Assignment - Among the records that follow, find the line with "form (164, 408)?" and the line with "Thank you for the photo. Could you please annotate the tree". Set down those lines and all lines between them exactly, without adding anything.

Information supplied -

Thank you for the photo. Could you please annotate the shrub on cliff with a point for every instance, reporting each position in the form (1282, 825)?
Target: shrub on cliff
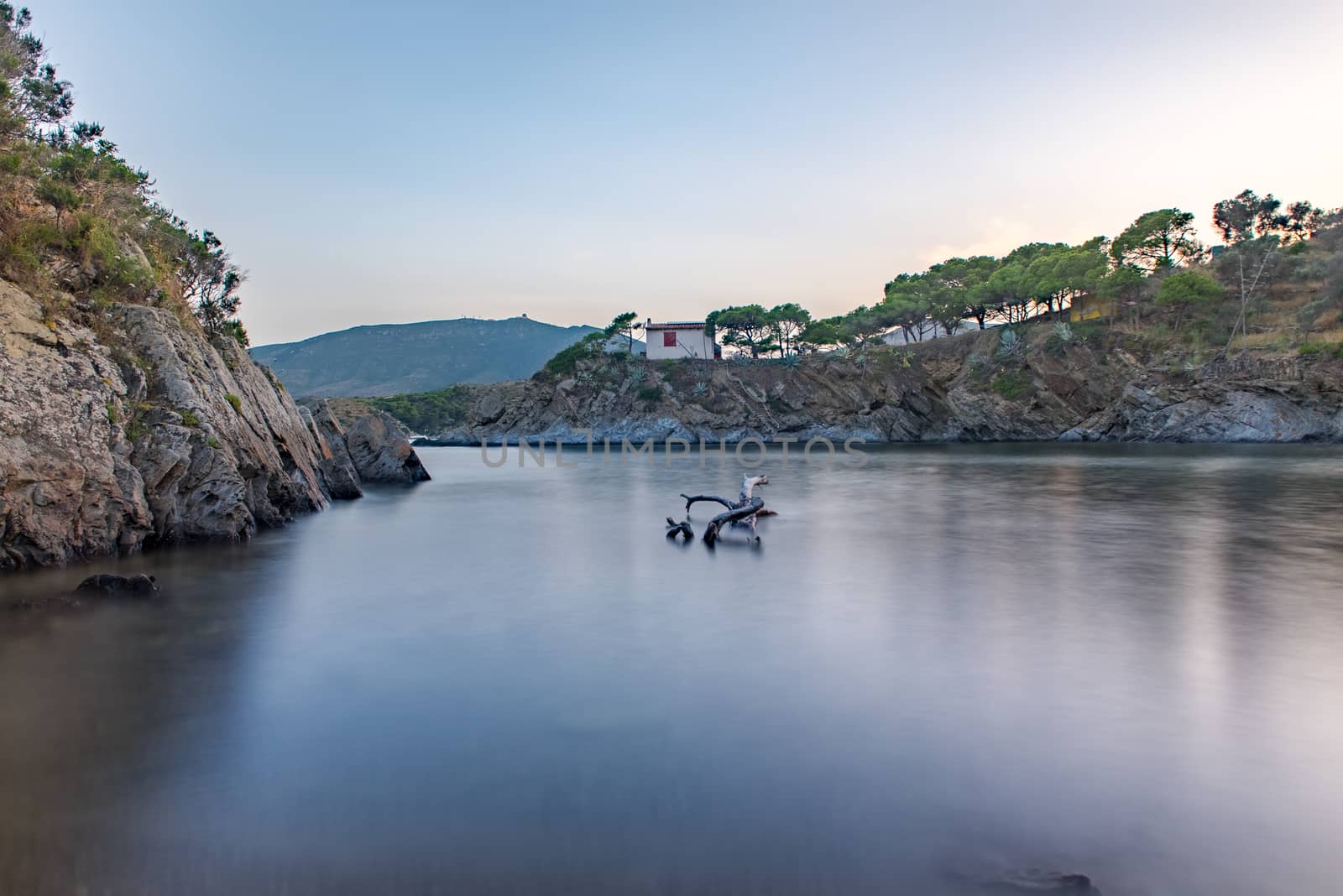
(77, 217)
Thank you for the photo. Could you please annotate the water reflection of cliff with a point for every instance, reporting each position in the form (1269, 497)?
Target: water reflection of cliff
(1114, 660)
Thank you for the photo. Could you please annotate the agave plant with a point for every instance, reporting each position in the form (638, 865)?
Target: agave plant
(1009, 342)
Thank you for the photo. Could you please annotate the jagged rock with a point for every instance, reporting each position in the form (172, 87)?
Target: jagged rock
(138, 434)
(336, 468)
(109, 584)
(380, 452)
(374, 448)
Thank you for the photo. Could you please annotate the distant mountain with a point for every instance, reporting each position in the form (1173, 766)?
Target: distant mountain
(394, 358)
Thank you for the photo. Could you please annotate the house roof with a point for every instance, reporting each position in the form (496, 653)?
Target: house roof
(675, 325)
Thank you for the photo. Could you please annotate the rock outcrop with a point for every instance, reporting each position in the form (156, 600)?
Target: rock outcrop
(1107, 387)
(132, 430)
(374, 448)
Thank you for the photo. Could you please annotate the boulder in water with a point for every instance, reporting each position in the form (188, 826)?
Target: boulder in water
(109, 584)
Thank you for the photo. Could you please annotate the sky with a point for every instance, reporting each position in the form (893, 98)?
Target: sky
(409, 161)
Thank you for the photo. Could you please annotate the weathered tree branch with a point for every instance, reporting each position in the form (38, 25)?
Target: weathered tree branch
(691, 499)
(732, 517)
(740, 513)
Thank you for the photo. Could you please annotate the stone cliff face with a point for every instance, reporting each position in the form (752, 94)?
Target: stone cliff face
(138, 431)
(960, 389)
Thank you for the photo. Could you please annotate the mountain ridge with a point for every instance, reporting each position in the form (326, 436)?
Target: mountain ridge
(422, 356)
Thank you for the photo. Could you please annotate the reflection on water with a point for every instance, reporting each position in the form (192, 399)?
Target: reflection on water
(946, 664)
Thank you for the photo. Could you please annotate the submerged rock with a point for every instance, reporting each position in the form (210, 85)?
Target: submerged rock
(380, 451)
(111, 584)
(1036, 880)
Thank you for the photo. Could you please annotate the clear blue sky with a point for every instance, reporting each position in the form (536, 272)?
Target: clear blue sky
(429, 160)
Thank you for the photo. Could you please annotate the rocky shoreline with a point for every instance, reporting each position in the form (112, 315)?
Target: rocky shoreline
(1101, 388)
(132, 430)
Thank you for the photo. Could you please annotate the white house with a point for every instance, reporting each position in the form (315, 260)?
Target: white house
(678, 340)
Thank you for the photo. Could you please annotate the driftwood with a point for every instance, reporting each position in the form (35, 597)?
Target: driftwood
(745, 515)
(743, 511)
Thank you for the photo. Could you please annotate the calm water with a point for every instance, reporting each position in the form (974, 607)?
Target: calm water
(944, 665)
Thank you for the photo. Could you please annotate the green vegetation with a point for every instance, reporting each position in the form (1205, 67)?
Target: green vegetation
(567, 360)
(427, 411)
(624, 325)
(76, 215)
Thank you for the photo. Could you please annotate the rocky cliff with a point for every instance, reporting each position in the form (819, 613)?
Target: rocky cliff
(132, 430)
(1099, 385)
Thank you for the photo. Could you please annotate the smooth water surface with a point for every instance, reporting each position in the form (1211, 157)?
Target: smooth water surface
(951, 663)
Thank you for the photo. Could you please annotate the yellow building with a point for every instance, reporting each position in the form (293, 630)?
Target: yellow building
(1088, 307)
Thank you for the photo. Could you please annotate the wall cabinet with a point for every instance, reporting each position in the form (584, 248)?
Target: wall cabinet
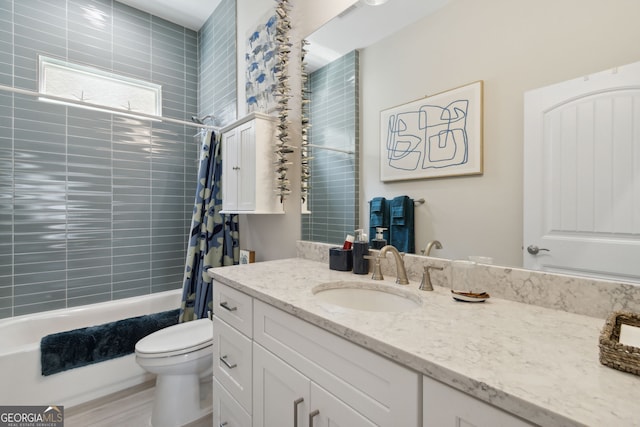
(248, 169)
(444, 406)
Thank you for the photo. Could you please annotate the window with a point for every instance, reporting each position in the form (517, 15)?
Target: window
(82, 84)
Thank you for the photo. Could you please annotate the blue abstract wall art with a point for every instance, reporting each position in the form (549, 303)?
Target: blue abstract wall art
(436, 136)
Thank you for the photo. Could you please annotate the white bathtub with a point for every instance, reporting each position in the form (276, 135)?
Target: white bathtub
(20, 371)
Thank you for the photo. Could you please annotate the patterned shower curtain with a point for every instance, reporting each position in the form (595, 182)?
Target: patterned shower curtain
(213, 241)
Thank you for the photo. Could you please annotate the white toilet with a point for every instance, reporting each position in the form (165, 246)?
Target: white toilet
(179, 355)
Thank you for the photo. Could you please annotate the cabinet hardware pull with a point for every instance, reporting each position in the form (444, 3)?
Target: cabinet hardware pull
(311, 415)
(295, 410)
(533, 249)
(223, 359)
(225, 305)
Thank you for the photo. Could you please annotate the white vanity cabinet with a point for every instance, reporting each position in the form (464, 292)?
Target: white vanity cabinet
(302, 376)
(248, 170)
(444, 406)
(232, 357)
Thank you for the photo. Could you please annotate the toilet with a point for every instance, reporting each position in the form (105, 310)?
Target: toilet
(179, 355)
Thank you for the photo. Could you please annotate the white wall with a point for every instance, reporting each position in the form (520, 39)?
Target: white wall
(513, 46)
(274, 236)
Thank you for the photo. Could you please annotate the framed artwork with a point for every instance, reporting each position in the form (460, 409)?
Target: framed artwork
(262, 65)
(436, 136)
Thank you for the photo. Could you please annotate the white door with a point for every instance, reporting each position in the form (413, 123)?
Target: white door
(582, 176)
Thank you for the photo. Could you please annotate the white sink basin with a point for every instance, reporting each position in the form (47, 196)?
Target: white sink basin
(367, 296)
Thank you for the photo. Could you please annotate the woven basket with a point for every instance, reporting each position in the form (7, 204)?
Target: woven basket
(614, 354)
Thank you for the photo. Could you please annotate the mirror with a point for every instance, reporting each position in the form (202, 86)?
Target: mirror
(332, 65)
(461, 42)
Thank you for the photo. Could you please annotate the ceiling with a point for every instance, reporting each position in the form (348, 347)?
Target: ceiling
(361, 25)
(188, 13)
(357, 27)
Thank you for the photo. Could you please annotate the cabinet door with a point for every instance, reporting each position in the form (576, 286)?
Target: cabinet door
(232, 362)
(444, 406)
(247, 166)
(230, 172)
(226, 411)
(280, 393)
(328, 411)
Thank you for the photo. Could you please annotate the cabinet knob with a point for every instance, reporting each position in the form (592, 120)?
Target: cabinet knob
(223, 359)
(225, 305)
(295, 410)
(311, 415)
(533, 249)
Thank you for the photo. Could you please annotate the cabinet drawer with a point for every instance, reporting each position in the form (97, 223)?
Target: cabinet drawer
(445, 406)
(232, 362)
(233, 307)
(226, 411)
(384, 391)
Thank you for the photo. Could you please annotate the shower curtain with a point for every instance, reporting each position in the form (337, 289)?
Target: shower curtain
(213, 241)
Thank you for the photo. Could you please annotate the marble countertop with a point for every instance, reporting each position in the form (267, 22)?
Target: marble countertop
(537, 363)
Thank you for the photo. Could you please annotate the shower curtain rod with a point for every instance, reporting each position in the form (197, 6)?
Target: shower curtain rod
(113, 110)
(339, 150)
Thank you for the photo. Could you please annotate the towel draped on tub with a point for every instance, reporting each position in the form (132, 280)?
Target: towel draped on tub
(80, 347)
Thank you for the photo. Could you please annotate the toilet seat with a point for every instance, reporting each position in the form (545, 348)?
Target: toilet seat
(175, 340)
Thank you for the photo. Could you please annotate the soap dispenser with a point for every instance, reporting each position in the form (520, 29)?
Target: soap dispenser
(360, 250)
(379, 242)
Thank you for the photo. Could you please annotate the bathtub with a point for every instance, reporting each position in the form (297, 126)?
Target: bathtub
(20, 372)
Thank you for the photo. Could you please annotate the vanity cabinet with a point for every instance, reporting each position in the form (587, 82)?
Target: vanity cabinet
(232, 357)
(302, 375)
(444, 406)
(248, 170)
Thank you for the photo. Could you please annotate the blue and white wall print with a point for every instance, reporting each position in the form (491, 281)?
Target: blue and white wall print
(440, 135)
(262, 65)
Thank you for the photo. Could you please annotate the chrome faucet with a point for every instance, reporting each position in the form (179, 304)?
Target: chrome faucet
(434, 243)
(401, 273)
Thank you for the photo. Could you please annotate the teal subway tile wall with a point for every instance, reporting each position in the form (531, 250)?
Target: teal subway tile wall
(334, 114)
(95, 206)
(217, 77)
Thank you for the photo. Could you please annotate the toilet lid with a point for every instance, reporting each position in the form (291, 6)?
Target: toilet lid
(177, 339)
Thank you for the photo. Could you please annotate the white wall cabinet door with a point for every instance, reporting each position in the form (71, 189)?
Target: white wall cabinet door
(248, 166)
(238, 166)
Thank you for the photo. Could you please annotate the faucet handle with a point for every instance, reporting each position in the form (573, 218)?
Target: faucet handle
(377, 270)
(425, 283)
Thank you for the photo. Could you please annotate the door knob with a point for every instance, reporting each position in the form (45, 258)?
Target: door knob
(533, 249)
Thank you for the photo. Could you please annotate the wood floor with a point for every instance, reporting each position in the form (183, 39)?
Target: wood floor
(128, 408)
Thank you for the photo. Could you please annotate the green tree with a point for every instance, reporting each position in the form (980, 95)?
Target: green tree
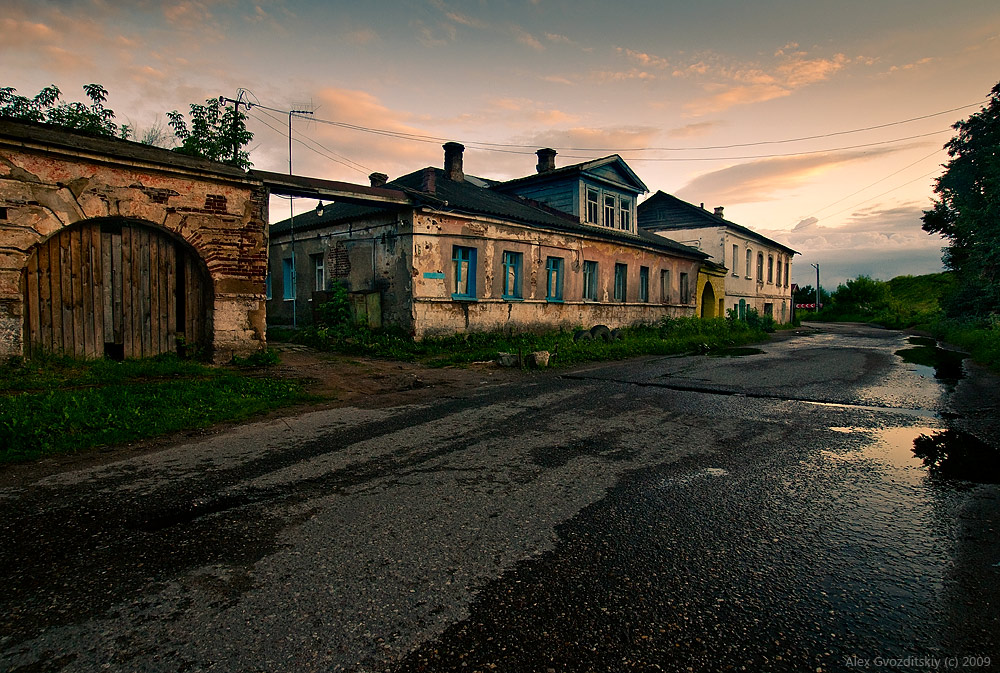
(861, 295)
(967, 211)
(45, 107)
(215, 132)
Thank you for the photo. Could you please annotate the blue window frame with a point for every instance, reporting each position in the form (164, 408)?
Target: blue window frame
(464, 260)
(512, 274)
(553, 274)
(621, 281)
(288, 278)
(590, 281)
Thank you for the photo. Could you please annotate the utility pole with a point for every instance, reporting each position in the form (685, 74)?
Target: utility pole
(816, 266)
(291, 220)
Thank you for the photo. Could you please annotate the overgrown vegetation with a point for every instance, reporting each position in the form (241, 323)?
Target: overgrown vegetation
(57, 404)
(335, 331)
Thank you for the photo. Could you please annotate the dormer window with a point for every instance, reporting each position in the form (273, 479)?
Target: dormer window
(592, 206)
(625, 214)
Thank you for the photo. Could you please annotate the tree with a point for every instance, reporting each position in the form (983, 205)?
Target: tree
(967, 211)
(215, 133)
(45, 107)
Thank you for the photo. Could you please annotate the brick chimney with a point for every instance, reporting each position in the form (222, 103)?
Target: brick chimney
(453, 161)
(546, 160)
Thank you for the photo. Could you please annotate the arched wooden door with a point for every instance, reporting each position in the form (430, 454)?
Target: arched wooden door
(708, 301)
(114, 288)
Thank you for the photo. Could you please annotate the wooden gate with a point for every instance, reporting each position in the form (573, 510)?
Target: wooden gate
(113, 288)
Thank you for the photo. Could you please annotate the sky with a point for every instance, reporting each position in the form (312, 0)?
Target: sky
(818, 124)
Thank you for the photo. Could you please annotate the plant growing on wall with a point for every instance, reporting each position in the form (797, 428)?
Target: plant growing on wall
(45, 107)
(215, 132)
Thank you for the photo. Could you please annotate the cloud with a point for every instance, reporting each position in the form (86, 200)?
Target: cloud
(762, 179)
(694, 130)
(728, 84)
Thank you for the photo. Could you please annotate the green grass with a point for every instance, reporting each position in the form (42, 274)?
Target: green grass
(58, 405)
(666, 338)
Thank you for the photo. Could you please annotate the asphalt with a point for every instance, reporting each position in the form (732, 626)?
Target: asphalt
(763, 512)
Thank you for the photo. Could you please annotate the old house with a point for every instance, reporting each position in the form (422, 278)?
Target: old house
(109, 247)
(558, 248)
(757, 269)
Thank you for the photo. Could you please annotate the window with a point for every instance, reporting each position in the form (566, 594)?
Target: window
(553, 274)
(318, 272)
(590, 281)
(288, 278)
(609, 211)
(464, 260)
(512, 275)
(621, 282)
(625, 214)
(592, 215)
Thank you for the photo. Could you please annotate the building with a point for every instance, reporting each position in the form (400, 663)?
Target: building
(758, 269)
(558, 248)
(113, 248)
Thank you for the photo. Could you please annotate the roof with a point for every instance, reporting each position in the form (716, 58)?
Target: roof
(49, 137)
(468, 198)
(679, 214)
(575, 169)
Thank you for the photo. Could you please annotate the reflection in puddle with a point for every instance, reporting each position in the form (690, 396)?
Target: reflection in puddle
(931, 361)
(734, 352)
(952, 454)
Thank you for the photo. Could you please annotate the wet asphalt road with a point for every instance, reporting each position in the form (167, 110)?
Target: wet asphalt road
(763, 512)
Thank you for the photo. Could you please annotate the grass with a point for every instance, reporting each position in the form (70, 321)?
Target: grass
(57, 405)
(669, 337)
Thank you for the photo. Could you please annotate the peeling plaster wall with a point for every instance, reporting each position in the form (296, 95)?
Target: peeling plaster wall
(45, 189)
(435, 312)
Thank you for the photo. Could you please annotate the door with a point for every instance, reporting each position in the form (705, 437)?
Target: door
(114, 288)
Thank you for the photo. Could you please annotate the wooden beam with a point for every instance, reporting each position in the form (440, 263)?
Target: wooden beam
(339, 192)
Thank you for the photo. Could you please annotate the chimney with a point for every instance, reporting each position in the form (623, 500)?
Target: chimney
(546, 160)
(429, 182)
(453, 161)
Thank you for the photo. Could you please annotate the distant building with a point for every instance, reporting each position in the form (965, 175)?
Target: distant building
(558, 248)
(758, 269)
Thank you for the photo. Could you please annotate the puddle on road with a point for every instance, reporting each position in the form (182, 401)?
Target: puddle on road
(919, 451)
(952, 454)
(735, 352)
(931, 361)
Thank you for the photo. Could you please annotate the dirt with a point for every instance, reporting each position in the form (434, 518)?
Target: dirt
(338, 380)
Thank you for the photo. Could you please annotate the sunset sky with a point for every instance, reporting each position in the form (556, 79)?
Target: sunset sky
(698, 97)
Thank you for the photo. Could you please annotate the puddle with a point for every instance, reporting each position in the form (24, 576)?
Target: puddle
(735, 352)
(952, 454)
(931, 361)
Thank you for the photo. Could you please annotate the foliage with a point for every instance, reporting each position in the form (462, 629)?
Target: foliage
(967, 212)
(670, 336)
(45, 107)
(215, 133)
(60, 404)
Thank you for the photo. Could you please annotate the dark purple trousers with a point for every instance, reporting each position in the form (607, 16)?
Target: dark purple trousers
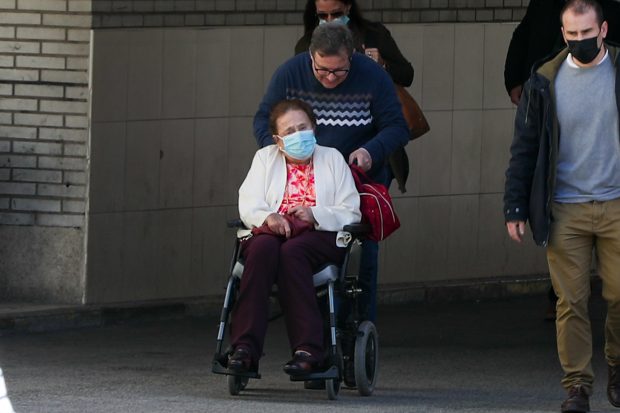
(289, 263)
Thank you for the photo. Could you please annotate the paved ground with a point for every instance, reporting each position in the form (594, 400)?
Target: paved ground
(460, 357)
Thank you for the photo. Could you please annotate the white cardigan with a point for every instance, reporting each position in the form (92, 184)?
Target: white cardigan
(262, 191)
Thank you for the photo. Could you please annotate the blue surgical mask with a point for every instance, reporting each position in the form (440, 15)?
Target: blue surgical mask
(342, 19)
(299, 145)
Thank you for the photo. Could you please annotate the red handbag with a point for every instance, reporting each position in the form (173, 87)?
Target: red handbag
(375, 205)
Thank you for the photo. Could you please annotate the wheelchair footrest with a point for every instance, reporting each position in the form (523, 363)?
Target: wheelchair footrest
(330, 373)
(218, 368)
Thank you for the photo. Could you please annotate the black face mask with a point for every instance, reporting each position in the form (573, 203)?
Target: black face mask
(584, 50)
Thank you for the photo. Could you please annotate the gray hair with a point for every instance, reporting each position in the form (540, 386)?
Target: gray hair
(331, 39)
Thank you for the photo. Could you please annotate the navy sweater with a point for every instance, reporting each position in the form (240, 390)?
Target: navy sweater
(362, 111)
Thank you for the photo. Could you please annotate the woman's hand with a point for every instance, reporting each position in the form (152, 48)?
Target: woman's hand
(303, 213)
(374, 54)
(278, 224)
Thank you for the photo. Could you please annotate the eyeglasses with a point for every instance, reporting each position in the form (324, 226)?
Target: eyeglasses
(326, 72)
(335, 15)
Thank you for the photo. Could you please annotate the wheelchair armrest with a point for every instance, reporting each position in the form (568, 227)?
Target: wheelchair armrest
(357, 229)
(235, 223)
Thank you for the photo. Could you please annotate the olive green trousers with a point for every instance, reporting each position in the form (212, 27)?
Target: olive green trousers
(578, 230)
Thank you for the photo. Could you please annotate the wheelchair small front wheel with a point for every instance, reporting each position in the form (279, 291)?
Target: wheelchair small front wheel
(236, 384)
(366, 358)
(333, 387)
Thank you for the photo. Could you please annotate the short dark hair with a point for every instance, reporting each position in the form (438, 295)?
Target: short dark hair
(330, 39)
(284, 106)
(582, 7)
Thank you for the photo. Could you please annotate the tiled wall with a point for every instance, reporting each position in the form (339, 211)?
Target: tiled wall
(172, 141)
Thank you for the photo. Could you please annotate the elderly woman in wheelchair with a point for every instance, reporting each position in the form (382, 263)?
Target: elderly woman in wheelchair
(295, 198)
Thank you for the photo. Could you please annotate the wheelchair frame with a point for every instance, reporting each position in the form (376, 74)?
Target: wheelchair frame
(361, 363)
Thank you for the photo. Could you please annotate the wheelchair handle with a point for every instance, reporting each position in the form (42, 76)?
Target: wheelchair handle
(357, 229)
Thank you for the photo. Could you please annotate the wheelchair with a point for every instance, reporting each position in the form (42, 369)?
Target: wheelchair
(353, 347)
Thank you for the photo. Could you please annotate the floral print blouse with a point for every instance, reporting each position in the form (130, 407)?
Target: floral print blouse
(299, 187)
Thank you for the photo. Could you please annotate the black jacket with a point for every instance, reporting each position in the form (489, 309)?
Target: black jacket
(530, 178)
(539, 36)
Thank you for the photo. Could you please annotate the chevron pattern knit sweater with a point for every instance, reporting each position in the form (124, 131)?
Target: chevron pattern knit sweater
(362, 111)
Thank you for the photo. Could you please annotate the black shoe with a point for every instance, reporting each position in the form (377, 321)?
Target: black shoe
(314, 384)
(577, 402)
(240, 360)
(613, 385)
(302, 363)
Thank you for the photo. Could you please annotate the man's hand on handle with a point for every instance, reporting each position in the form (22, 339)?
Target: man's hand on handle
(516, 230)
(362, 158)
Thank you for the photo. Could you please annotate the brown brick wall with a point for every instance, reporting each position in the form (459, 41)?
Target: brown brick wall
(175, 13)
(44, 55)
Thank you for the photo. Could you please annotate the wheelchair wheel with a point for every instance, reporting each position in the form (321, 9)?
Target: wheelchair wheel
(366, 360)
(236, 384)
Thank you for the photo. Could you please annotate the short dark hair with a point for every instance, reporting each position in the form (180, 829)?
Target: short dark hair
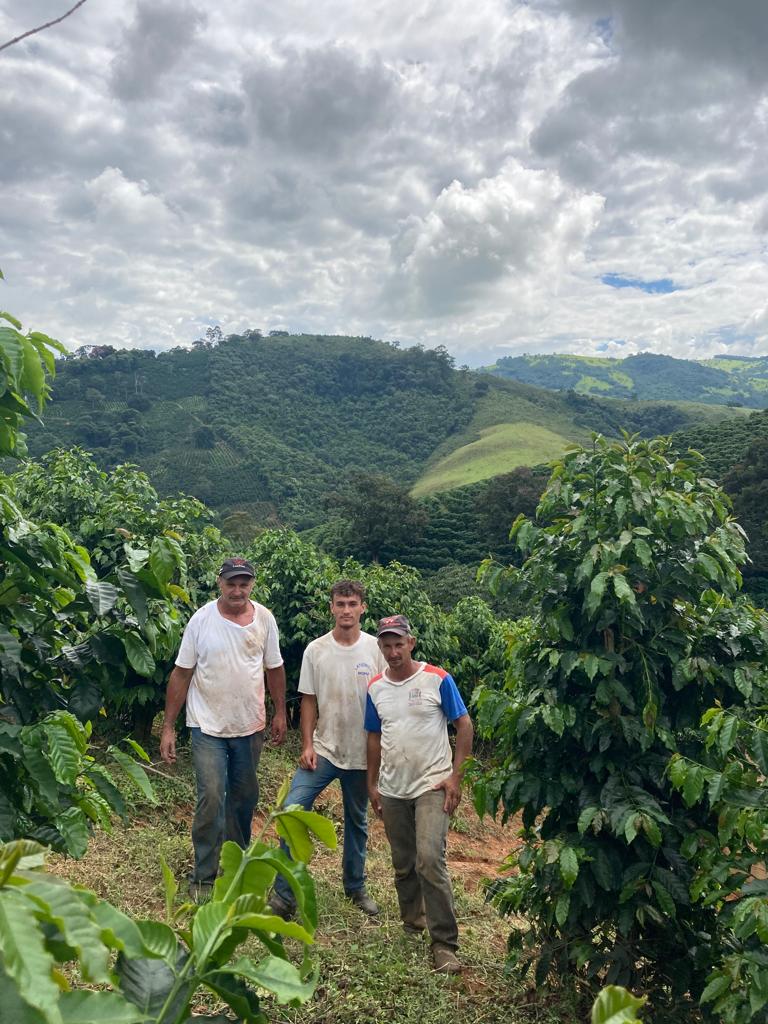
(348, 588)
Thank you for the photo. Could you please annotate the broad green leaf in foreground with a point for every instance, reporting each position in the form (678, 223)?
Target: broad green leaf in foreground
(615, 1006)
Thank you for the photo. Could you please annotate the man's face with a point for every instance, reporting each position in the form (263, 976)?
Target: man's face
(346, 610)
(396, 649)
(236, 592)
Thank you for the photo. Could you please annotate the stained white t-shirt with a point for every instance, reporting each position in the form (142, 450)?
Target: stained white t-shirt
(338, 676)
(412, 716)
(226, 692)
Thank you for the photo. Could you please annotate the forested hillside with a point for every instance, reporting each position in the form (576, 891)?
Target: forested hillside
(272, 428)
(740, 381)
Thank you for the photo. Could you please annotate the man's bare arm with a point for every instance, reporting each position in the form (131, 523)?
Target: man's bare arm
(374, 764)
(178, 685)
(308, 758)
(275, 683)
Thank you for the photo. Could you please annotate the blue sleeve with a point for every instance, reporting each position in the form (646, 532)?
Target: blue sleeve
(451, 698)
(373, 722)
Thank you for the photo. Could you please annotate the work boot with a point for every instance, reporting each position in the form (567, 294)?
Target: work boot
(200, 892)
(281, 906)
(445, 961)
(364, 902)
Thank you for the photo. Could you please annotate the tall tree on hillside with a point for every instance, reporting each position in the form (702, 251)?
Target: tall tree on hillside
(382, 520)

Response to the exercise -
Thank you for the photo. Could you please annotate the blue window frame with a point for every instance, reporting each position in the form (164, 408)?
Target: blue window frame
(464, 260)
(512, 274)
(553, 274)
(621, 281)
(288, 278)
(590, 281)
Thank you for the photo. Could you please annotate the utility pole with a point for every instance, reporting each position in the form (685, 74)?
Target: utility pole
(816, 266)
(291, 220)
Thank you for the photo. Could you please annotate the overgrown vegetation with a point for every instance, reporting each position in the form (241, 323)?
Target: overgrown vegetation
(57, 404)
(335, 331)
Thank you for the photo. Could you please annotate the dormer window with a point for every instance, reporting each position in the form (273, 479)?
Target: dormer window
(592, 206)
(625, 214)
Thank you for the photo. Could you please annotate the tree with a point for every instance, reporting each position in the form (983, 205)?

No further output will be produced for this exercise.